**Stated exercise**:
Reproduce the entire listing below verbatim, line for line, and omit the pictures from your output.

# start of Dataset records

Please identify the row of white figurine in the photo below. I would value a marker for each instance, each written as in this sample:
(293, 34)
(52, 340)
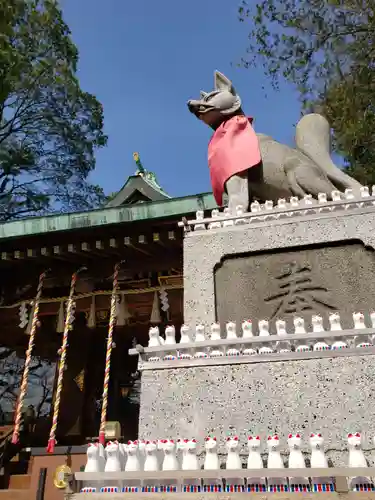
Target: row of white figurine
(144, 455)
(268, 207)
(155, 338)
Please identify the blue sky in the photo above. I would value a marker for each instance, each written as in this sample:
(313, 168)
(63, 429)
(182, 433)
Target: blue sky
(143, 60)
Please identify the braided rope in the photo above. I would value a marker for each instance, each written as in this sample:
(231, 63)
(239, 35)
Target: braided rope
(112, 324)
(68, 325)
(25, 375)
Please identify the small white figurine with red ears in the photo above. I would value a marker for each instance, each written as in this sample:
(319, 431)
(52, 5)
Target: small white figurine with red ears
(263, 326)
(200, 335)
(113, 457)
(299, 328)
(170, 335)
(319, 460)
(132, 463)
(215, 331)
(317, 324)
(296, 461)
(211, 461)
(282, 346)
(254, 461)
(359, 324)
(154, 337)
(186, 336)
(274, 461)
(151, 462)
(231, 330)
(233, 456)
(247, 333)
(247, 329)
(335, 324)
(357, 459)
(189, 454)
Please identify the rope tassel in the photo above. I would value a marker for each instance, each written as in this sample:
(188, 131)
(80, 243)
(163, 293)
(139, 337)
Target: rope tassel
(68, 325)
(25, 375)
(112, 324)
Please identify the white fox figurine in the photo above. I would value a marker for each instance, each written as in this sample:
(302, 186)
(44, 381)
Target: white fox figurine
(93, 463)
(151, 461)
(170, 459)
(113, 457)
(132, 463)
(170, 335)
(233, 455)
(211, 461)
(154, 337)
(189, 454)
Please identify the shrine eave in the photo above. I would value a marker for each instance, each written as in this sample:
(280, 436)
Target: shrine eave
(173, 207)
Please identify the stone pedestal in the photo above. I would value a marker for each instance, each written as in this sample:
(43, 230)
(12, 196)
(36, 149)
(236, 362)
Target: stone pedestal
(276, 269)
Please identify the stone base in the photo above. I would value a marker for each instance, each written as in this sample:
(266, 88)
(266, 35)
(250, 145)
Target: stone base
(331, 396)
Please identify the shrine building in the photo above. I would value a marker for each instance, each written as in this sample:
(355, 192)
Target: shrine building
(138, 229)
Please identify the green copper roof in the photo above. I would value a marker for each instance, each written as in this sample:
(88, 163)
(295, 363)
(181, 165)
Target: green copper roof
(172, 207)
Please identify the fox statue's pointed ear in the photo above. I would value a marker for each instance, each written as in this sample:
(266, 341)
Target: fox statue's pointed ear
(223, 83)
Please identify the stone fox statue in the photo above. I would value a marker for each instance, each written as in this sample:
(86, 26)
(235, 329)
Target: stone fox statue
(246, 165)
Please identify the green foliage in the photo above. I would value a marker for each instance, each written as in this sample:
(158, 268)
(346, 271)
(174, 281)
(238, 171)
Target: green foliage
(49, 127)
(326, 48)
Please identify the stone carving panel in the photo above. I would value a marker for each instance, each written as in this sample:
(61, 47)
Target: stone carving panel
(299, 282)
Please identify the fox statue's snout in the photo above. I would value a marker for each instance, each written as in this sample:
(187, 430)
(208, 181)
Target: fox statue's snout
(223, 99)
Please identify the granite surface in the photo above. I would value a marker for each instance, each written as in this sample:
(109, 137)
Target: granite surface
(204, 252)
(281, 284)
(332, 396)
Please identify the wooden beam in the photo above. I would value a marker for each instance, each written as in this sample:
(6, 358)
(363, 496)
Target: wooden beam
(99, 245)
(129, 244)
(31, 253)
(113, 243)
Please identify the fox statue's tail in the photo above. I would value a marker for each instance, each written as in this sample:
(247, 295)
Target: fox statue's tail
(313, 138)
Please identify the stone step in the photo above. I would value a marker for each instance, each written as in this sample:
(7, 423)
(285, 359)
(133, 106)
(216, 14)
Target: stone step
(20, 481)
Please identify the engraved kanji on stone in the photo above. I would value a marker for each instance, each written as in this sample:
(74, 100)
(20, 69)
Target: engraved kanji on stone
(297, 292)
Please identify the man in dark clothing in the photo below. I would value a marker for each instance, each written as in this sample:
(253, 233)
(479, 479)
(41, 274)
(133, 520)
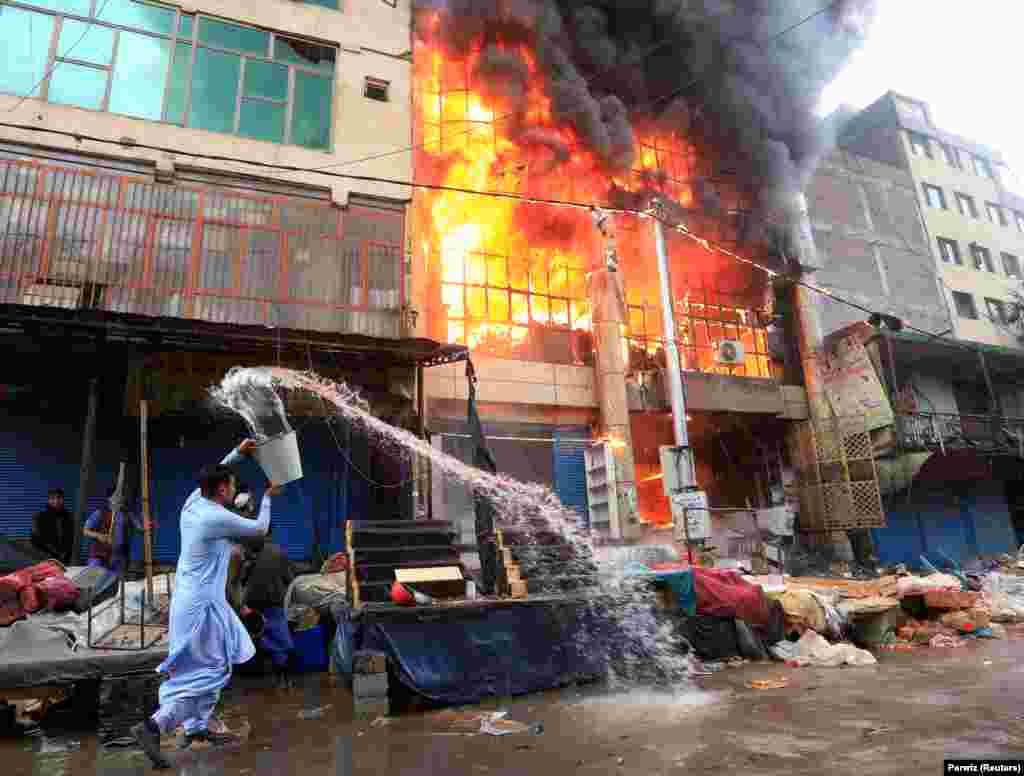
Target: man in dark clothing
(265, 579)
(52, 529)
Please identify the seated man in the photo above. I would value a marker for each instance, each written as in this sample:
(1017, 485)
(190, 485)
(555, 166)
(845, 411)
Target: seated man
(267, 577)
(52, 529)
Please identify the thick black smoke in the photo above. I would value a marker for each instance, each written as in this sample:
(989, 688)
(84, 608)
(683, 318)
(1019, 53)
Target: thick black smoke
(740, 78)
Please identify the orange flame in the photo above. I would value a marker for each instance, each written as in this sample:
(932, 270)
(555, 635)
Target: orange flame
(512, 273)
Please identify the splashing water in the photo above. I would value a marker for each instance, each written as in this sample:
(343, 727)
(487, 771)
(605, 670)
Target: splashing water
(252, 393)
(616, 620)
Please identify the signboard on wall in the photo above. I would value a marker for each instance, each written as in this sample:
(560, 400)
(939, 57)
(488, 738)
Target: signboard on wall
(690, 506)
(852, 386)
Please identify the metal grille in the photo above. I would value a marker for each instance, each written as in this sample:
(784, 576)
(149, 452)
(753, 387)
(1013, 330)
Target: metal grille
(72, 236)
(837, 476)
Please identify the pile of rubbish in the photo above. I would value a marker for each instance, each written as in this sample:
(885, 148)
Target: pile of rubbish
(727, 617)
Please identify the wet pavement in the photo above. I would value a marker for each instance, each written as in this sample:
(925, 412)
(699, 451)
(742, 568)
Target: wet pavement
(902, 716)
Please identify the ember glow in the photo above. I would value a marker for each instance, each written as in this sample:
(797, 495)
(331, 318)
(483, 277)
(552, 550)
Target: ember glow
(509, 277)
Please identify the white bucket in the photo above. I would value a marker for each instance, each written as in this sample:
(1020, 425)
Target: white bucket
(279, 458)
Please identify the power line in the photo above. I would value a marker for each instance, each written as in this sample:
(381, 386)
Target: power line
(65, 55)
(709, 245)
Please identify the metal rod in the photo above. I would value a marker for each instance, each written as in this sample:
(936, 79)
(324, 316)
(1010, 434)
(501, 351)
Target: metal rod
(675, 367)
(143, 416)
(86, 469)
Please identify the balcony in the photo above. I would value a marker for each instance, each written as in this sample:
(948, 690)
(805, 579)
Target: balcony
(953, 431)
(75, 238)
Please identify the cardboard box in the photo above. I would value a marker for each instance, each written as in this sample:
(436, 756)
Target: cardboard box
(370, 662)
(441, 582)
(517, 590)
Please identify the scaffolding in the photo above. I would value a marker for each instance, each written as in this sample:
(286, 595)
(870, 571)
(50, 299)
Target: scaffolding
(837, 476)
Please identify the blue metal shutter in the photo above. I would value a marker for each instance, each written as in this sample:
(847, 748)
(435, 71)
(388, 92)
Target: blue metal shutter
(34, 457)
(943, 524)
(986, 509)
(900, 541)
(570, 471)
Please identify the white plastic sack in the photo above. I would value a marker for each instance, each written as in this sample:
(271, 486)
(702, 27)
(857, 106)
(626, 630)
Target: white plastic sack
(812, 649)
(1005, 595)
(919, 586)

# end of Dataset records

**Final result**:
Please identify the row of white figurine in the photo below. I would value a marker for each instance, each written as in this sample:
(293, 34)
(52, 340)
Target: row of white figurine
(144, 455)
(268, 207)
(155, 338)
Please identify the blue sky in the photo above. I would value a marker for each instance, each written as in this sample:
(313, 168)
(63, 429)
(182, 433)
Target: blue sky
(143, 60)
Please identify the braided rope in the photo above. I would value a marker for each instance, each written as in this sample:
(231, 63)
(239, 35)
Target: braided rope
(112, 324)
(68, 325)
(25, 375)
Please identify the small white figurine with red ears in the photo above. I would value a marker for each instance, each written as in this sample:
(319, 431)
(52, 5)
Target: small white figurine with red ears
(263, 326)
(200, 335)
(113, 457)
(299, 328)
(170, 335)
(319, 460)
(132, 463)
(215, 331)
(317, 324)
(296, 461)
(211, 461)
(282, 346)
(254, 461)
(359, 324)
(154, 337)
(186, 336)
(274, 461)
(151, 462)
(231, 330)
(233, 456)
(247, 333)
(247, 329)
(335, 324)
(357, 459)
(189, 454)
Please identify the rope tassel in the photo above. I would value a marker for each instance, each written as in this sample:
(188, 131)
(80, 243)
(163, 293)
(139, 337)
Target: rope tassel
(68, 325)
(25, 375)
(112, 324)
Please identify the white fox figurine in the photo above. I would value a marker for each instance, each written as in this sample:
(302, 186)
(44, 381)
Target: white fox figurine
(93, 463)
(151, 461)
(170, 459)
(113, 457)
(132, 463)
(170, 335)
(233, 455)
(211, 461)
(154, 337)
(189, 454)
Please identify the shrine eave in the photo above. I would value a marker for each instance, each written as in this sample:
(280, 436)
Target: shrine eave
(173, 207)
Please identify the stone pedestal in the photo above. I would value a marker for each instance, each written as in this sample:
(43, 230)
(12, 196)
(36, 149)
(236, 362)
Target: stone pedestal
(276, 269)
Please identify the stone base in the photo above. I would value a marker for each instance, each written as in this sample:
(266, 88)
(266, 35)
(250, 145)
Target: stone base
(331, 396)
Please identify the shrine building in the photo above. I would value a marker for each instance, each written as in this sample:
(355, 192)
Target: shrine building
(138, 229)
Please identify the green copper roof in the photo above. I would value a marker for each instance, each written as in this sample:
(88, 163)
(295, 363)
(181, 165)
Target: green copper roof
(172, 207)
Please identify the fox statue's pointed ear in the photo above. I would value a marker for each instance, each written as in this sample:
(266, 341)
Target: fox statue's pointed ear
(223, 83)
Please identify the stone fox statue in the photo above. I would value a marker for each instance, each written as in this sample:
(86, 26)
(235, 329)
Target: stone fox statue
(246, 165)
Please identify the green foliage in the photo above. I would value a marker for each instance, each written as in this sample:
(158, 268)
(346, 271)
(174, 281)
(238, 171)
Target: green foliage
(49, 127)
(326, 48)
Please identify the stone carving panel in the photo above. I would value a marker for each instance, each written as in this sample:
(61, 47)
Target: stone carving panel
(299, 282)
Please identify the fox statue's snout in the photo above. I would value a marker for each instance, each written as in this sample:
(187, 430)
(208, 181)
Target: fox statue's snout
(223, 99)
Please identify the granite surface in the photo above. I would value a marker for each instance, each written as in this sample:
(109, 137)
Target: granite surface
(204, 252)
(281, 284)
(332, 396)
Please identify the wooden beam in the photo above. I would value a marker for each instance, each written as in this sample:
(6, 358)
(363, 496)
Target: wooden beam
(99, 245)
(129, 244)
(31, 253)
(113, 243)
Please identify the fox statue's tail in the photo above. I would value a marker for each instance, each written as in this sample:
(247, 295)
Target: fox statue's tail
(313, 138)
Please identify the stone step in the photo above. I would value a marker for each instance, each written as in this sample:
(7, 423)
(285, 359)
(133, 106)
(216, 14)
Target: stone step
(20, 481)
Please identify the engraved kanji on stone in the photo above. I would value a marker for each instance, each written as in this sample:
(74, 100)
(20, 69)
Target: engraved kanji on stone
(297, 292)
Please identify the man in dark clothing in the photo below. I would value a marker for each instance, each written as in this sample:
(253, 233)
(479, 479)
(41, 274)
(133, 520)
Target: man in dark clothing
(265, 579)
(52, 529)
Please identify the seated man in the photo above. I would value a marker for each instance, each written as in this sample:
(1017, 485)
(190, 485)
(555, 166)
(845, 411)
Target: seated man
(267, 577)
(52, 529)
Please identify the thick black smoke in the photo above. I would value a marker for each instance, each written as in this sample:
(989, 688)
(84, 608)
(683, 318)
(1019, 53)
Target: thick black smoke
(740, 78)
Please identify the orange flame in the photo above. I would value a marker for each instance, each written as in this sample:
(932, 270)
(555, 635)
Target: orange flame
(512, 273)
Please identify the splashing water in the photo above. I would value a marker for each instance, each written as in this sample:
(343, 727)
(487, 771)
(605, 670)
Target: splashing water
(252, 393)
(616, 620)
Please identify the signboard on wall in the photo above. I would value a marker for each instance, each written as in this sample:
(560, 400)
(939, 57)
(488, 738)
Target: signboard on wall
(690, 506)
(852, 386)
Please identify the metal grille in the photo above. I would value a marker for each instance, each written as in this sample:
(784, 576)
(149, 452)
(753, 387)
(1013, 330)
Target: metal grille
(72, 236)
(837, 476)
Please identify the pile of rubbish in the photo above. I would value a marker for each instance, each written as in this sample:
(885, 148)
Target: pile of rubbish
(727, 617)
Please identify the wet pavement in the photo above. I would value a marker for each instance, each written as in this sample:
(925, 412)
(699, 451)
(742, 568)
Target: wet pavement
(902, 716)
Please identify the ember glow in the photo above. I would value a marker for each instance, each written as in this sample:
(797, 495)
(331, 318)
(483, 277)
(552, 550)
Target: ember glow
(509, 277)
Please identify the white bucket in the photo above. I would value a marker for each instance, each written as in this sample:
(1020, 425)
Target: white bucket
(279, 458)
Please identify the power line in the photo above. I would value a marker for each instance, each written as in this sample:
(381, 386)
Target: power line
(65, 55)
(709, 245)
Please identify the metal rod in the photo above. I would value a marker for each instance, each written as in this sample:
(936, 79)
(324, 316)
(1010, 434)
(501, 351)
Target: metal rod
(675, 367)
(143, 416)
(86, 469)
Please identify the balcony in the photo above. I would value a marker for each instance, each written as in this sample:
(948, 690)
(805, 579)
Target: balcony
(953, 431)
(75, 238)
Please identify the cardboard box in the photo above. I would value a marker for each instance, each written as in this sample:
(436, 756)
Target: cardboard box
(370, 662)
(441, 582)
(517, 590)
Please identify the scaffolding in the photo above. I would value a marker for each instance, each written as in this sample:
(286, 595)
(870, 571)
(50, 299)
Target: scaffolding
(837, 476)
Please identify the blue metal shutter in the photo above. I would value a marker for each instance, each written as in this sample:
(847, 748)
(435, 71)
(388, 92)
Target: blue metal shutter
(34, 457)
(943, 524)
(986, 509)
(900, 541)
(570, 471)
Please identify the white plastic sack in the photo above. I would value a marker for each instance, each written as in this sample:
(271, 486)
(702, 27)
(857, 106)
(626, 630)
Target: white plastic sack
(812, 649)
(1005, 595)
(919, 586)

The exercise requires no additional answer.